Send back the whole listing untouched.

++++++++++

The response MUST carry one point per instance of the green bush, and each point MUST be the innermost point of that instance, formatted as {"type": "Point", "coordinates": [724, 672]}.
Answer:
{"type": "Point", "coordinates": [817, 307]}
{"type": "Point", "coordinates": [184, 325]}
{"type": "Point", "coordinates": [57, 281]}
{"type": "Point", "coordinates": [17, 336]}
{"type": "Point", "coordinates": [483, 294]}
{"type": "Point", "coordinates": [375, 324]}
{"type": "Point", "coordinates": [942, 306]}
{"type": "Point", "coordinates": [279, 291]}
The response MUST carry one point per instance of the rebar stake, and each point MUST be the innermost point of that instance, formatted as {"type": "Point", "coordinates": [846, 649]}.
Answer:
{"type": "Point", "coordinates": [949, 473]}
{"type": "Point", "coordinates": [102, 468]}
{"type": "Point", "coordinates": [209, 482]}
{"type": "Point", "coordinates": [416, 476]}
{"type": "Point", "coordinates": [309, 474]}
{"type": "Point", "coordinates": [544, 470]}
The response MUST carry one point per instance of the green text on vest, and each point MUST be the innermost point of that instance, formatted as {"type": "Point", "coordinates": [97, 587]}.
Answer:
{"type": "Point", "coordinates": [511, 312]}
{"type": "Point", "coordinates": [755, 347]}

++++++++++

> **Answer box**:
The response MUST carry one point per instance of the green bush, and each point MUST be the innermost point of that instance, formatted as {"type": "Point", "coordinates": [724, 672]}.
Answer:
{"type": "Point", "coordinates": [817, 307]}
{"type": "Point", "coordinates": [184, 325]}
{"type": "Point", "coordinates": [57, 281]}
{"type": "Point", "coordinates": [17, 336]}
{"type": "Point", "coordinates": [483, 294]}
{"type": "Point", "coordinates": [375, 324]}
{"type": "Point", "coordinates": [942, 306]}
{"type": "Point", "coordinates": [279, 291]}
The response MUST carry one point per instance of the rebar stake, and each point MUST be the innermost point of that instance, formatted as {"type": "Point", "coordinates": [846, 649]}.
Answer:
{"type": "Point", "coordinates": [949, 473]}
{"type": "Point", "coordinates": [102, 468]}
{"type": "Point", "coordinates": [209, 482]}
{"type": "Point", "coordinates": [416, 476]}
{"type": "Point", "coordinates": [309, 474]}
{"type": "Point", "coordinates": [544, 470]}
The response MUST carry one point per instance of the green text on vest, and each point MUST be the innermost point of that instance, formatted as {"type": "Point", "coordinates": [97, 587]}.
Answer:
{"type": "Point", "coordinates": [511, 312]}
{"type": "Point", "coordinates": [755, 347]}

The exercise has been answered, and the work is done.